-- Texto fornecido --
++++++++

Hospitais do futuro: como as transformações
do setor estão moldando a arquitetura na saúde
Com a saúde cada vez
mais personalizada, digitalizada e impulsionada pela inteligência artificial,
com soluções completamente integradas ao dia a dia dos pacientes, as
construções e disposição das infraestruturas na saúde devem passar por uma
transformação. Luz natural e vegetação, construção sustentável, robôs autônomos
e bairros conectados horizontal e verticalmente são algumas das tendências da
arquitetura na saúde.
Isso porque, se antes
os espaços de saúde eram ambientes técnicos e assépticos, projetados para
promover o tratamento e a cura de pessoas em condições adversas, com ambientes
claros e esterilizados, hoje, eles estão mudando à medida que os profissionais reconhecem
a importância do conforto no processo de tratamento não apenas para os
pacientes, mas também para familiares e profissionais que passam a maior parte
de seus dias nesses espaços.
“Há um conceito
chamado de ‘hospitel’, um movimento de aproximar a experiência de hotelaria dos
hospitais, equilibrando as necessidades tecno-sanitárias de espaços de saúde e
o conforto e receptividade de hotéis”, explica Lara Kaiser, diretora de operações
e líder de design de saúde na Perkins&Will. Segundo ela, incluir espaços
com maior incidência de luz natural, vistas para o exterior, possibilidade de
abrir e fechar janelas e a utilização de texturas e tecidos mais confortáveis
contribuem para um tratamento mais humanizado, impactando positivamente na
recuperação dos pacientes e na qualidade de vida de todos os usuários dos
ambientes de saúde.
Os exemplos práticos
começam a ganhar espaço até mesmo na saúde pública. Recentemente, o Ministério
da Saúde anunciou o novo projeto arquitetônico para a construção de 1.800
Unidades Básicas de Saúde (UBS) com recursos de R$ 4,2 bilhões do Novo PAC. O
conceito do antigo postinho de saúde do bairro está sendo transformado em
unidades amplas, sustentáveis, humanizadas e acolhedoras. O projeto das novas
UBS inclui espaços mais amplos, com múltiplas salas e consultórios, além de
práticas sustentáveis como energia fotovoltaica e salas equipadas para
teleconsultas, promovendo tanto a sustentabilidade ecológica quanto o conforto
para pacientes e profissionais.
Segundo a pasta, os
projetos incorporam os conceitos de edificações sustentáveis, com ventilação e
iluminação naturais, uso racional de água e reuso, equipamentos de baixo
consumo energético e energia renovável com captação de energia solar, além de
atender premissas de acessibilidade, educação permanente em saúde e saúde
digital na concepção dos projetos – como a telessaúde.

++++++++

-- Trechos dos dados --
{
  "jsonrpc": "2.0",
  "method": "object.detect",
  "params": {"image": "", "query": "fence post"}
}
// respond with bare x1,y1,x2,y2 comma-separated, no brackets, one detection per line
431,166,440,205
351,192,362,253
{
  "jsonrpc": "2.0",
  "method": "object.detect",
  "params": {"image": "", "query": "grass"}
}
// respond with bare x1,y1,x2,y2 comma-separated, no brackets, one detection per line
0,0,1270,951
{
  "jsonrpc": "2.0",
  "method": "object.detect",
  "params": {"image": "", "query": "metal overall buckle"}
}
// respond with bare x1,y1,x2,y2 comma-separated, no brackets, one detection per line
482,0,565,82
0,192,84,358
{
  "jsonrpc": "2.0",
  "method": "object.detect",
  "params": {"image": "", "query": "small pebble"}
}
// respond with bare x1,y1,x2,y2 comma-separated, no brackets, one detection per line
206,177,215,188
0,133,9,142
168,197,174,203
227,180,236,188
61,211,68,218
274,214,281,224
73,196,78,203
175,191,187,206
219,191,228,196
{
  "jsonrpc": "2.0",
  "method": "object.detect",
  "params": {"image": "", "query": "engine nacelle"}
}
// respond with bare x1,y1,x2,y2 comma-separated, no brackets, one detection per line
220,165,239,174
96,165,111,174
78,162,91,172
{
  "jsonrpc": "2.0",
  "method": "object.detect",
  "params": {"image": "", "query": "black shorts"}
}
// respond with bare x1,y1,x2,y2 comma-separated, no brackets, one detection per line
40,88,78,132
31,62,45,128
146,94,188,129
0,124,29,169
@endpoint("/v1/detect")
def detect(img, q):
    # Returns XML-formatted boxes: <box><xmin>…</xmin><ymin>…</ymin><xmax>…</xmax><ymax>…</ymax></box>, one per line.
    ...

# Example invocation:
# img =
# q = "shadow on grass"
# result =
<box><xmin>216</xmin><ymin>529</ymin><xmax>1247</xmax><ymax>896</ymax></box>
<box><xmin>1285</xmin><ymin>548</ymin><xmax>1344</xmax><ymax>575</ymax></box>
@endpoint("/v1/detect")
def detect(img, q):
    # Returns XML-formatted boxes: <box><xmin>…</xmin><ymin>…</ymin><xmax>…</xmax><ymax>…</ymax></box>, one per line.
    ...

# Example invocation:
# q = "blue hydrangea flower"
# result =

++++++++

-- Problemas e tarefas --
a. Traduza para o inglês a seguinte frase do texto sobre os hospitais do futuro: "Os exemplos práticos começam a ganhar espaço até mesmo na saúde pública."
b. Liste todas as tendências da arquitetura na saúde mencionadas no primeiro parágrafo do texto sobre os hospitais do futuro.
c. Dê continuidade ao texto sobre os hospitais do futuro a partir do ponto em que ele termina.

-- Lista de respostas --
a. Practical examples are beginning to gain ground even in public health.

b.
- Luz natural e vegetação
- Construção sustentável
- Robôs autônomos
- Bairros conectados horizontal e verticalmente

c.
• Projetando espaços de saúde
Embora a arquitetura
para saúde indique algumas tendências, diversos outros fatores contribuem para
essas mudanças, incluindo o aumento da população global, o envelhecimento
significativo e a urbanização acelerada (mais de 85% da população no Brasil já
vive em centros urbanos). Há ainda desafios como o acesso desigual a recursos,
condições de higiene e alimentação. Assim, ao mesmo tempo em que é necessário
desenvolver inovações tecnológicas para atender às demandas complexas da saúde
e à crescente população, também é fundamental focar em ações preventivas e
comportamentais, que não apenas reduzirá a necessidade por infraestrutura de
saúde complexa e dispendiosa, mas também promoverá uma saúde mais sustentável e
acessível a longo prazo.
Neste sentido, a
arquiteta e urbanista Adriana Leviski, sócia titular do escritório Levisky
Arquitetos, lembra que os hospitais do futuro devem se concentrar em alta
complexidade e sofisticação tecnológica. Além disso, haverá uma expansão
significativa da telemedicina e das redes de atendimento, buscando reduzir
custos e ampliar o alcance dos serviços de saúde. Por isso, a arquiteta defende
a necessidade de políticas públicas integradas para saúde urbana, que
considerem saúde ambiental, mental e emocional: “Precisamos entender essa
diversidade de ações do que é macro, do que é alta complexidade e do que é alta
densidade populacional”.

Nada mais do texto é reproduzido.